What is asked:
Extract the data below verbatim, line for line. Omit the pictures from your answer.

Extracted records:
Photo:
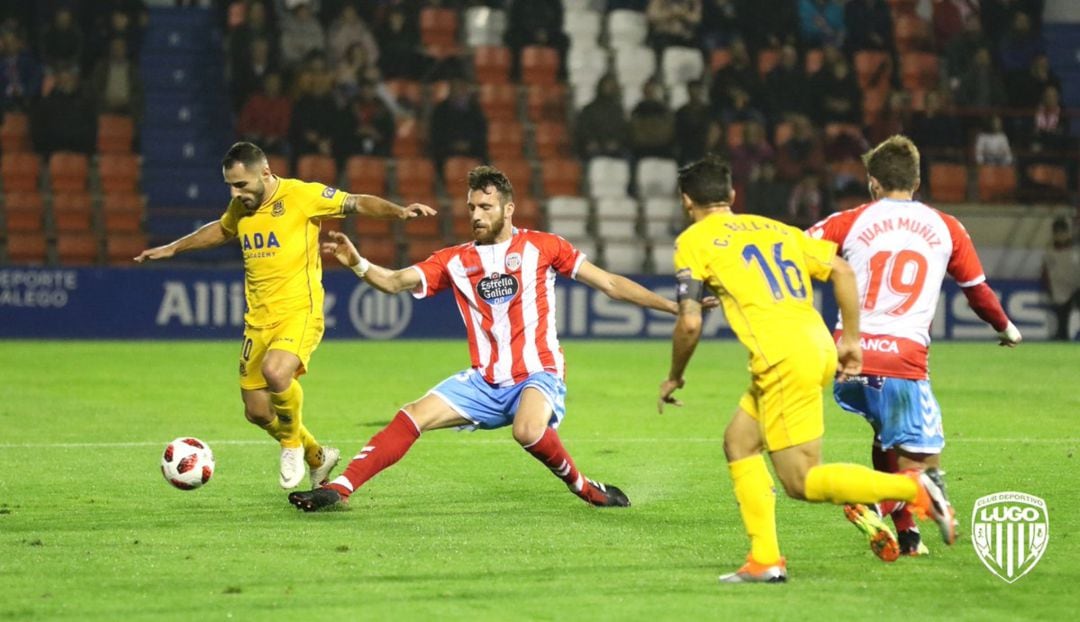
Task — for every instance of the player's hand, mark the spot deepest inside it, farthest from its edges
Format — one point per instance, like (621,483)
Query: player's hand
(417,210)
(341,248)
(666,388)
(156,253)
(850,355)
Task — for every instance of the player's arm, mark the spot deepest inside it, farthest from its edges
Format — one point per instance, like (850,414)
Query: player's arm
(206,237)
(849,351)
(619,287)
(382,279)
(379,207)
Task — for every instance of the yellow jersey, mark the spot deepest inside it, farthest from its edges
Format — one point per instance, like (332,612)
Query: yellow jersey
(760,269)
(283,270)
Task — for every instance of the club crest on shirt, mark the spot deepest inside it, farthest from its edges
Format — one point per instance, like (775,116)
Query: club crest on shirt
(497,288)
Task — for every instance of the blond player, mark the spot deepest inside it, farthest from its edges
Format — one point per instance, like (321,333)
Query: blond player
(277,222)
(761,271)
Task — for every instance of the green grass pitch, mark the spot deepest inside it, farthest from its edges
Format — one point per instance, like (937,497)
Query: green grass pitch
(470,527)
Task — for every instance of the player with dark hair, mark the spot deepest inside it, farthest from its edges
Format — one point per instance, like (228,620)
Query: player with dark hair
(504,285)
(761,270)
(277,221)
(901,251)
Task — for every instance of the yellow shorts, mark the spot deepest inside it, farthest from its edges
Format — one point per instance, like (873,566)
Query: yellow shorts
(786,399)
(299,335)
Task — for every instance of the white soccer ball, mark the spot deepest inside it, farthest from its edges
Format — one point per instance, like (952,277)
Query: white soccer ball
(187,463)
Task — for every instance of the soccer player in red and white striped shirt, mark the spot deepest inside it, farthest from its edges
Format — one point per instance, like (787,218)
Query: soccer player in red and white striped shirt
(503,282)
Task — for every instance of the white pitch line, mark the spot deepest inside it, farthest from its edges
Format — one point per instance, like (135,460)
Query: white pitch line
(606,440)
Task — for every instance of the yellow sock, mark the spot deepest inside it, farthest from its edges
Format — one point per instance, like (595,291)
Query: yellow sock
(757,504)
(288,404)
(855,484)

Completed task:
Photo:
Task — for every instance of the player's hand, mark the spot deepest inside it, farthest from its edges
Format — one point per instance, like (621,483)
Query: player's hand
(417,210)
(341,248)
(666,388)
(156,253)
(850,355)
Task — for every instance of the player's arm, mark the spot deepest inside it, farthest from its edges
Format — one point per instance, like (850,414)
Query: player's arm
(206,237)
(849,351)
(619,287)
(382,279)
(379,207)
Task — for every instance of the yellow jersey, mark the spot deepest inside it, farthest from its edges
Format — one point per instance, like (332,612)
Query: yellow jersey
(760,269)
(283,270)
Task — for every instance of the club crest on shirt, mark the spot deepest inside it, farthest from its edges
Format — one point per instance, like (775,116)
Query: club crest on shirt
(497,288)
Task — for every instance of the blond player, mark the spot deepest inside it, farthest from its edges
Format — one point per instance, like (321,333)
Query: blond player
(277,222)
(761,271)
Task — for every instance of the green grass pitch, mark the spot deepest inside it, farthest from its edges
Format — one point per instance, like (937,497)
Query: green grass pitch
(470,527)
Task — for every instance of the player with dark hair, mark the spot deepest inside it, farthest from its edges
Format — one point per instance, like (228,620)
Query: player with dark hair
(504,285)
(761,270)
(277,221)
(901,251)
Task — for every instance of the yellow shorts, mark the spot deepest inside it, farthest from its edges
Format — one point per instance, like (873,566)
Query: yellow shorts
(786,399)
(299,335)
Task — for every instance of the white soccer ball, mark the spot deepest inside it, farthest from its edges
Format — one point per instance, like (952,277)
Query: white soccer ball
(187,463)
Task — for every instance of the soccer player in red and white striped shirt, mark the spot deepest inside it, farthest from its edges
Format — one point per instance, like (787,218)
Query: soccer player in red and white striped shirt
(503,282)
Task — for every instance of the white pitch line, mark the spot deepest inside it, farthest from its edges
Format — one point per instance, like (135,460)
Query: white pitch line
(606,440)
Task — for every instance of the yellow sock, mark the spot deepest inside it, farthest from its edges
Format — one point per instance, like (595,291)
Query: yellow sock
(757,504)
(288,404)
(855,484)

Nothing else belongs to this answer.